- **Task directions**
Write out the data that follows. Keep every character unchanged.

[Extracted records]
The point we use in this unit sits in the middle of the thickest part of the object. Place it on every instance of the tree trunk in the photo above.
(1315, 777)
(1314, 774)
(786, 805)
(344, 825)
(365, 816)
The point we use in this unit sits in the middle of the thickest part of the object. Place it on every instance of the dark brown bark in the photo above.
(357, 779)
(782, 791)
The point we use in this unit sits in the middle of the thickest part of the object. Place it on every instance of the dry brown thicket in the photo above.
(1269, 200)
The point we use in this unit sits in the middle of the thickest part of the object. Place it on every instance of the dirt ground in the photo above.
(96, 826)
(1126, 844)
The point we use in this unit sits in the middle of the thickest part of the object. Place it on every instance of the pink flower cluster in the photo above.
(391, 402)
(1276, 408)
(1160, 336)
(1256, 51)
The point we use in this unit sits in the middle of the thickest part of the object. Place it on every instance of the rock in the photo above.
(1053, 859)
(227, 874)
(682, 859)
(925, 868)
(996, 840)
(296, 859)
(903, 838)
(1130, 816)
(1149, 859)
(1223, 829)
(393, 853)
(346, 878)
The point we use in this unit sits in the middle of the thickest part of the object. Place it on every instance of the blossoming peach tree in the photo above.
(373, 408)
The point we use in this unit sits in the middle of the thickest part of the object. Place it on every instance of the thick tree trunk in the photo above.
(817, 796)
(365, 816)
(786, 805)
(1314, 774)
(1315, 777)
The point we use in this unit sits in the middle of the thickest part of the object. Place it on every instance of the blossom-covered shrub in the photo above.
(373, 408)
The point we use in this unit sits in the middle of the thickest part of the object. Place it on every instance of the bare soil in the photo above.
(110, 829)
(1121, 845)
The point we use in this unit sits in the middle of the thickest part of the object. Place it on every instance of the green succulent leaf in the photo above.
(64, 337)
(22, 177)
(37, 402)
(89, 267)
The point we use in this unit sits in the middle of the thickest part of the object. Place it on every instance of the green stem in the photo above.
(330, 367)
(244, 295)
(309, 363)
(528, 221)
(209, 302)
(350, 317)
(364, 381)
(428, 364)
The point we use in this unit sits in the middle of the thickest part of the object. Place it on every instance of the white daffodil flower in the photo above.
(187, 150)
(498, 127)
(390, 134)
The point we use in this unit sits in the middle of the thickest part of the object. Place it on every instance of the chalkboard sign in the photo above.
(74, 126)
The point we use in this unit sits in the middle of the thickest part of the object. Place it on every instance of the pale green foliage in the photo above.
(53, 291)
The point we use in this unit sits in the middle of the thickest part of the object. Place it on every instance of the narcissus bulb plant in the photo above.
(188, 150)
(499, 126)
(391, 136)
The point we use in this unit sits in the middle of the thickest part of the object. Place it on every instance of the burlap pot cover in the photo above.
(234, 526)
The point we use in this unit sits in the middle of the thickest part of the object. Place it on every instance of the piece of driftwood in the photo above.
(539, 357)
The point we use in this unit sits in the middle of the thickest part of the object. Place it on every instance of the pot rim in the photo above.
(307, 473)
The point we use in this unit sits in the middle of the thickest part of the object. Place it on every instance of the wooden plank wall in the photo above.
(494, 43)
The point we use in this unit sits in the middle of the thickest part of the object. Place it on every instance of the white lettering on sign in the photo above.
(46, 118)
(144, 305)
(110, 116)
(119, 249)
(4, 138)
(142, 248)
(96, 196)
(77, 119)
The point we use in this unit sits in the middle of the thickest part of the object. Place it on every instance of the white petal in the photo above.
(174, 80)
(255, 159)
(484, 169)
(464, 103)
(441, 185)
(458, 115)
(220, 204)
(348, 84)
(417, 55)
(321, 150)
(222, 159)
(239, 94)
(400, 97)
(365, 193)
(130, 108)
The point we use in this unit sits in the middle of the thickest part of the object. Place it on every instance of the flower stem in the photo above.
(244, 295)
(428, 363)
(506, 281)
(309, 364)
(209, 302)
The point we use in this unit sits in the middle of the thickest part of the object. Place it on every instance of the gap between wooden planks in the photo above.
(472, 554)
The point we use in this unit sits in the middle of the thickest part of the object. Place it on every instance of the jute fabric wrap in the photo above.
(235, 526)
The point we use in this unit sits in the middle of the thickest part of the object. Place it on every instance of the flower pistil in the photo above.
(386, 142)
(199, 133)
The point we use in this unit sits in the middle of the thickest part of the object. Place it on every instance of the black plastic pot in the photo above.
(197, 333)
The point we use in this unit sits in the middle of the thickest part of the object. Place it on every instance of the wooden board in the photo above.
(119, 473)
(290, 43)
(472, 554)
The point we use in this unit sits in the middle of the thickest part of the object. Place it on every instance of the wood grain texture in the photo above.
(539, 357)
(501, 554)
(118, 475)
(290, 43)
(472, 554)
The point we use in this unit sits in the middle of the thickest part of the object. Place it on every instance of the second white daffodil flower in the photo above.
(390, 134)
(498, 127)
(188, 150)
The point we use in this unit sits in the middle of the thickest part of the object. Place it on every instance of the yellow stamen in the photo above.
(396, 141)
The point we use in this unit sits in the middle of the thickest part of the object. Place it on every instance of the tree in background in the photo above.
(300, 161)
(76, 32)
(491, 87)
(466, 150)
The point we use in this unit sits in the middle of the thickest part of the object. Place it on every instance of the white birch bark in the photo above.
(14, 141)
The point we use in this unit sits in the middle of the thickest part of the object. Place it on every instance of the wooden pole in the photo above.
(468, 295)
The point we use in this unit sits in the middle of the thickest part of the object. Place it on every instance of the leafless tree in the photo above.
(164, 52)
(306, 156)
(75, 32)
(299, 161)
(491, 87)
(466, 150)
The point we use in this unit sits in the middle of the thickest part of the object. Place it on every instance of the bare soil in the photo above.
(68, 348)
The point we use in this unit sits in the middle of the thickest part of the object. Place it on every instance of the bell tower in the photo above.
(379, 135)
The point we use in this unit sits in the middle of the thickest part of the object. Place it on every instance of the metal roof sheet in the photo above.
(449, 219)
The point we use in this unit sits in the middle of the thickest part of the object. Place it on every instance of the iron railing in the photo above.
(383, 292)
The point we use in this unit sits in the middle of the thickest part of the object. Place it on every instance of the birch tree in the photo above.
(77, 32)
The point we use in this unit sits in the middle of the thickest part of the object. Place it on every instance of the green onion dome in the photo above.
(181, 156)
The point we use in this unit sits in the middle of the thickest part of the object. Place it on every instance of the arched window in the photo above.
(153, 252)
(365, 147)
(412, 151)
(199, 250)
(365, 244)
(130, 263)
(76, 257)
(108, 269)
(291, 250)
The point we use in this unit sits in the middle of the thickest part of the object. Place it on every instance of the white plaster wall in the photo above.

- **Your response**
The point we use in this unit sits in the middle of the thickest part of the object. Place it on every instance of the tree trunk in the photo above.
(1315, 777)
(1314, 774)
(786, 805)
(344, 825)
(365, 816)
The point we use in this unit sits in the middle of the thickest part of the object. Place it on every instance of the dark brown bark in the photo above.
(357, 779)
(782, 791)
The point we use in this unit sits in the middle of the thickest part of the object. Place it on every instance of the dry brown thicket in the photo above.
(1269, 200)
The point we use in this unit sits in the middle of the thickest part of the object. Place it on every instance of the dirt ground in the photo above.
(96, 826)
(1126, 844)
The point we use in this unit sits in the middle of the thickest part of the object. Place it on every instance of the pink flower cluster in the photo above.
(391, 402)
(1276, 408)
(1160, 336)
(1256, 51)
The point we use in this unit sits in the middle of the thickest part of the object. Place it on every instance of the rock in the photo above.
(1053, 859)
(227, 874)
(682, 859)
(925, 868)
(996, 840)
(296, 859)
(903, 838)
(1130, 816)
(1149, 859)
(1223, 829)
(393, 853)
(346, 878)
The point we use in this unit sits in the middle of the thickest part of the object. Place it on every instance of the blossoming peach tree in the photo above.
(373, 408)
The point we use in this unit sits in the middle of the thickest part of the object. Place it on every instance of the thick tree trunk in the photo above.
(817, 796)
(365, 816)
(786, 805)
(1314, 774)
(1315, 777)
The point we use in this unit sits in the middle of the thickest part of the object. Place it on every instance of the blossom-covered shrub in the photo above.
(373, 408)
The point we use in this unit sits in the middle of the thickest part of the object. Place it on every instance of the bare soil in the photo above.
(110, 829)
(1121, 845)
The point we use in this unit sits in the middle of the thickest part of the object. Place it on every instance of the green succulent leaf in the photo above.
(64, 337)
(22, 177)
(37, 402)
(89, 267)
The point we use in this unit sits in the middle of the thickest part of the object. Place it on every instance of the green stem in the photo above.
(330, 367)
(244, 295)
(309, 363)
(528, 221)
(209, 302)
(350, 317)
(364, 381)
(428, 364)
The point we use in this unit sits in the middle of the thickest part of the object. Place it on every instance of the white daffodil flower in the photo above.
(187, 150)
(498, 127)
(390, 134)
The point we use in this unit sits in the middle of the thickest part of the object. Place it on every instance of the chalkboard sign in the photo above.
(74, 126)
The point we use in this unit sits in the middle of the thickest part of the object. Place it on every instance of the pale green foliage in the photo above.
(53, 291)
The point we use in this unit sits in the middle of the thickest part of the object. Place it on every instance of the narcissus bulb plant in the photo above.
(188, 150)
(499, 126)
(391, 136)
The point we use in this unit sits in the middle of the thickest part of the object. Place it on every instance of the burlap pot cover in the photo above.
(234, 526)
The point we use in this unit sits in the middle of the thickest part of the object. Place it on every instance of the piece of driftwood in the photo above.
(539, 357)
The point we use in this unit sits in the middle of the thickest part of the object. Place it on every instance of the pot rim in the photo above.
(307, 473)
The point we use in this unit sits in the middle of the thickest part of the object. Place it on every instance of the wooden plank wall in the photo above.
(494, 43)
The point we use in this unit sits in the middle of the thickest part of the object. Place it on every instance of the white lettering on sign in the photo above.
(46, 118)
(144, 305)
(110, 116)
(119, 249)
(4, 138)
(142, 248)
(96, 196)
(77, 119)
The point we use in this unit sits in the middle of the thickest part of the object. Place it on every instance of the white petal in the photo above.
(174, 80)
(255, 159)
(484, 169)
(464, 103)
(441, 185)
(458, 115)
(220, 204)
(348, 84)
(417, 55)
(321, 150)
(222, 159)
(239, 94)
(400, 97)
(365, 193)
(130, 108)
The point we use in this unit sits in the middle of the thickest part of the object. Place it on every instance of the flower stem in the photo above.
(244, 295)
(428, 363)
(506, 281)
(309, 364)
(209, 302)
The point we use in this unit sits in the middle of the thickest part of the object. Place it on every instance of the gap between wooden planks in the photo above.
(472, 554)
The point we use in this unit sits in the middle of the thickest part of the object. Place it on every instance of the jute fabric wrap in the photo above.
(235, 526)
The point we use in this unit sits in the middle of the thickest part of the object. Place it on every instance of the flower pistil in the photo above.
(386, 142)
(199, 133)
The point we use in this unit sits in the middle of the thickest part of the object. Place it on every instance of the black plastic pot in the photo above.
(197, 333)
The point we use in this unit sits in the middle of the thickest part of the object. Place it on every instance of the wooden board in the photo above.
(119, 473)
(290, 43)
(472, 554)
The point we use in this unit sits in the middle of the thickest part of the object. Place it on every instance of the wood grain texture in the photo above.
(539, 357)
(501, 554)
(118, 475)
(290, 43)
(472, 554)
The point we use in this unit sits in the middle of the thickest part of the object. Place it on every instance of the second white daffodil flower in the photo above.
(390, 134)
(498, 127)
(188, 150)
The point we use in this unit sits in the middle of the thickest part of the object. Place it on every instance of the yellow stamen in the photo above.
(396, 141)
The point we use in this unit sits in the middle of the thickest part of the object. Place it on every instance of the tree in background in the photo above.
(300, 161)
(76, 32)
(491, 87)
(466, 150)
The point we use in this unit sits in the middle of the thickest part of the object. Place it on every instance of the white birch bark in the photo above.
(14, 141)
The point we use in this unit sits in the middle of the thickest part of the object. Place it on every instance of the wooden pole in the photo above.
(468, 295)
The point we use in this unit sits in the middle of the thickest part of the object. Place it on every instance of the leafless tree in the photo above.
(164, 52)
(306, 156)
(75, 32)
(299, 161)
(491, 87)
(466, 150)
The point we use in this unit sits in the middle of the thickest part of the object. Place it on every instance of the bare soil in the photo above.
(68, 348)
The point we use in this unit sits in the middle of the thickest part of the object. Place it on every instance of the bell tower in the photo above.
(379, 135)
The point we use in this unit sits in the middle of the thickest part of the object. Place it on every instance of the metal roof sheet in the photo above.
(449, 219)
The point we use in this unit sits in the middle of the thickest part of the object. Place it on every instance of the iron railing in the photo above.
(383, 292)
The point we use in this unit sits in the middle of the thickest part of the object. Place it on every instance of the birch tree in the photo above.
(77, 32)
The point we use in this unit sits in the middle of the thickest part of the object. Place it on every instance of the green onion dome in the photo above.
(181, 156)
The point we use in this unit sits in the middle of the thickest part of the object. Place it on every instance of the arched window in the photo above.
(153, 252)
(365, 147)
(412, 151)
(199, 250)
(365, 244)
(130, 263)
(76, 257)
(108, 269)
(291, 250)
The point we use in this unit sits in the middle of the thickest part of the object. Place it on every instance of the white plaster wall in the photo above.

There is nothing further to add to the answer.